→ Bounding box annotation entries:
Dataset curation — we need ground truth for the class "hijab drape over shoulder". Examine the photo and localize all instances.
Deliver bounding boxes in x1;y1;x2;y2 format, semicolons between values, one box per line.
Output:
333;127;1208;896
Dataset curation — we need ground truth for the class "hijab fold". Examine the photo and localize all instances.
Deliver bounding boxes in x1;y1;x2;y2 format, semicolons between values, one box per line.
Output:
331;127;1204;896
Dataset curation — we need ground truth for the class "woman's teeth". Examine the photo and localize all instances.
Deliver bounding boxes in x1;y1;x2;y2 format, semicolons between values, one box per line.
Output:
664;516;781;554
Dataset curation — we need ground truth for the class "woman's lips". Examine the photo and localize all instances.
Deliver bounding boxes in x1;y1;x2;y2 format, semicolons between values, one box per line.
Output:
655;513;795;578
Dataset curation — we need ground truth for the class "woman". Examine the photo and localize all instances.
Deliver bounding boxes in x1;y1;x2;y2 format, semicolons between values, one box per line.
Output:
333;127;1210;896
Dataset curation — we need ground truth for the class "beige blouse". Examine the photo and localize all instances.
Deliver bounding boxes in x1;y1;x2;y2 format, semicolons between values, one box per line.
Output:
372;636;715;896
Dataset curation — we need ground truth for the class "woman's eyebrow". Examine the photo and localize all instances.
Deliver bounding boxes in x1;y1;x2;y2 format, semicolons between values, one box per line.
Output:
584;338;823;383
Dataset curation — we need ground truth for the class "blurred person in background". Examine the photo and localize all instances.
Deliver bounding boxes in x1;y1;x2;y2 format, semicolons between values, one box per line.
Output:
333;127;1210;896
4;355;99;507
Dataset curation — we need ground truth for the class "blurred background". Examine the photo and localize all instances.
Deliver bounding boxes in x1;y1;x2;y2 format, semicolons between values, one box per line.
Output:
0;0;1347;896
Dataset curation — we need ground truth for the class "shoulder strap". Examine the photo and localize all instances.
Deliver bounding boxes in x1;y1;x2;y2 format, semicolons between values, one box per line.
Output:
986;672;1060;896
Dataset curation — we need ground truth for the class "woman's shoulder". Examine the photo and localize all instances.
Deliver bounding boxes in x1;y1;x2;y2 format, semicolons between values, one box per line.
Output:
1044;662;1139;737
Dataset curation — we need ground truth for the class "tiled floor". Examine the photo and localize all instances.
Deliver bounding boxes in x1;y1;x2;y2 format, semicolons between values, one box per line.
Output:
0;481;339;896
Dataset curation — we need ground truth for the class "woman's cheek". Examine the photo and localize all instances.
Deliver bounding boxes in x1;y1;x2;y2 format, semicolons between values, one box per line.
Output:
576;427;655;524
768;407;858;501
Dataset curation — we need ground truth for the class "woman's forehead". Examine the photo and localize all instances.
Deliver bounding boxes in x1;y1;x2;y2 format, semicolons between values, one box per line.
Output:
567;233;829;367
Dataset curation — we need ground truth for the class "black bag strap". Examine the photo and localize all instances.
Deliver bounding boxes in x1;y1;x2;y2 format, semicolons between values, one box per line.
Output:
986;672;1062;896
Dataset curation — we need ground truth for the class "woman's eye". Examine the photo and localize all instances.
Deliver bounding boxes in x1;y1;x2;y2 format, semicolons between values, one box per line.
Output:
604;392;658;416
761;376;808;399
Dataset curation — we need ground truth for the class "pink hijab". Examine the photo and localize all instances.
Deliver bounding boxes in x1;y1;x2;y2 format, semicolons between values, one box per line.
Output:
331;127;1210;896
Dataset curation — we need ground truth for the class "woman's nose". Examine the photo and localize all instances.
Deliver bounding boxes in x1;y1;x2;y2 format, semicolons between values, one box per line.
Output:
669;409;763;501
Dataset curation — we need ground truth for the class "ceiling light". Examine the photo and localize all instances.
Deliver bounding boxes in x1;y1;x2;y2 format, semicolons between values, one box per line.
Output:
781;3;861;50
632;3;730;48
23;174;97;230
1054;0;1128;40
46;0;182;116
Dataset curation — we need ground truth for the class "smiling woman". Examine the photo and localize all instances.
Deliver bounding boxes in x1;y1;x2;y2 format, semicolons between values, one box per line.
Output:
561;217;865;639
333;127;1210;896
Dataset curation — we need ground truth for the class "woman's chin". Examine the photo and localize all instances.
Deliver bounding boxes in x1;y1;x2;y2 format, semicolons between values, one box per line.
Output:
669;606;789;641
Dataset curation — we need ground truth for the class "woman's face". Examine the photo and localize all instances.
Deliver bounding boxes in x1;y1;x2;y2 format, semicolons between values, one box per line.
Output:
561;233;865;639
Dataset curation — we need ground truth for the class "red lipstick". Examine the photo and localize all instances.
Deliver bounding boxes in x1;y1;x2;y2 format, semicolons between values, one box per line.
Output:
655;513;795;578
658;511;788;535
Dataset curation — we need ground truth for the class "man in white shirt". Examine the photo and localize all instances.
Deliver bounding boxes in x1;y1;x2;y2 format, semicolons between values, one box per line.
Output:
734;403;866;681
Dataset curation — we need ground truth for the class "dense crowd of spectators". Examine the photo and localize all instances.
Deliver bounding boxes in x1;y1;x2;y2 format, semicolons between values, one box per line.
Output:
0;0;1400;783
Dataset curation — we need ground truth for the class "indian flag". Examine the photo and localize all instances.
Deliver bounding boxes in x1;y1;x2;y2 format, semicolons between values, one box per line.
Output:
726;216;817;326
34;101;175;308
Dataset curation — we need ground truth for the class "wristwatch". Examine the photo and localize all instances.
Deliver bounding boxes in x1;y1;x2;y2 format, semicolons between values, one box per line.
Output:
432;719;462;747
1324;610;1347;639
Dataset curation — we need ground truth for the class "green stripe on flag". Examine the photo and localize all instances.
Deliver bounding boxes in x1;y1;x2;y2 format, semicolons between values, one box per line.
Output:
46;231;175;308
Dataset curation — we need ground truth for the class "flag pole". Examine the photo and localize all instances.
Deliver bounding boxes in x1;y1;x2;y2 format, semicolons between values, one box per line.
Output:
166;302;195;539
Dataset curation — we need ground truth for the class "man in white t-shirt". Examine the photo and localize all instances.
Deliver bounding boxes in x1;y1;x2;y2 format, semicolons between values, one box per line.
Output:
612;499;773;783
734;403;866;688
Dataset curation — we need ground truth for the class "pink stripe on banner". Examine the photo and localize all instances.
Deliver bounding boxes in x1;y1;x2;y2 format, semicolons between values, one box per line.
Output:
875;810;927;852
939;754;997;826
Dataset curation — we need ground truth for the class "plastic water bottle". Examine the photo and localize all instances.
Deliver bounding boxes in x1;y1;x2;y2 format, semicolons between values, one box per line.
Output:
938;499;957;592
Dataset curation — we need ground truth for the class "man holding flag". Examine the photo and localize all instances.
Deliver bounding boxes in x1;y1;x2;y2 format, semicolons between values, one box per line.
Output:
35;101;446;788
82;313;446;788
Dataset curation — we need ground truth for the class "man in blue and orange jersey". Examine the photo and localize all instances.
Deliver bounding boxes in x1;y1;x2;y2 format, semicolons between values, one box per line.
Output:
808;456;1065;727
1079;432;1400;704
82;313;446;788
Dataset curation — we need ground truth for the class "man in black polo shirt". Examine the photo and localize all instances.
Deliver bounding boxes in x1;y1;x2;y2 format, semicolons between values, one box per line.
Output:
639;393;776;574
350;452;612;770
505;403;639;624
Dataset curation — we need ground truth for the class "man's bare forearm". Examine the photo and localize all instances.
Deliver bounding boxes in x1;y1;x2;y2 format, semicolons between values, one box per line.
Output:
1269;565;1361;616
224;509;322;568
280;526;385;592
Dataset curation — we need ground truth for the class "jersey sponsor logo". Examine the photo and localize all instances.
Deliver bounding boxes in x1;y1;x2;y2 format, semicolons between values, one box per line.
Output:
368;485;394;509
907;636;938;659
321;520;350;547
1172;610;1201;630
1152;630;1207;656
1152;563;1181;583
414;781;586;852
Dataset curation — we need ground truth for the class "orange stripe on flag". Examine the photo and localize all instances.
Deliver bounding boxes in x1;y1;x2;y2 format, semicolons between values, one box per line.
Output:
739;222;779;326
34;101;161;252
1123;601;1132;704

→ Given request:
In the entries, replace "Dataset curation" with "Data labeling", starting at the line that has "in blue and" and stopping after the line that has "414;781;586;852". Give only those lines again, with nothing else changed.

→ Exercise response:
Data labeling — we need ground truth for the class "man in blue and orange jersey". Examine the photo and localize all instances.
Deliver bounding boxes in x1;y1;x2;y2 format, semicolons between values, one box per line.
Output:
808;456;1065;727
1079;432;1400;704
82;313;446;788
Data labeling — we need ground truth for the class "man in black polo shirt". Examine the photo and localize all instances.
Deliver bounding boxes in x1;y1;x2;y2 format, semicolons between values, one box per line.
Output:
639;393;776;574
350;452;612;770
505;403;639;624
Data labeling — we need ground truth for the class "man's bare forearm". Examine the photo and localize all instances.
Deliver bounding boxes in x1;y1;x2;y2 format, semicolons between values, one box per line.
Output:
1269;565;1361;616
224;509;322;568
280;526;385;592
Data labeling — we need ground truth for the class "jersey sponsor logo". Examine the photo and localize all instances.
Deliver bounding boxes in x1;y1;x2;y2 format, semicolons between values, one box per line.
Output:
368;485;394;509
907;636;938;659
321;520;350;547
1172;610;1201;630
1152;630;1207;656
1152;563;1181;583
414;781;586;852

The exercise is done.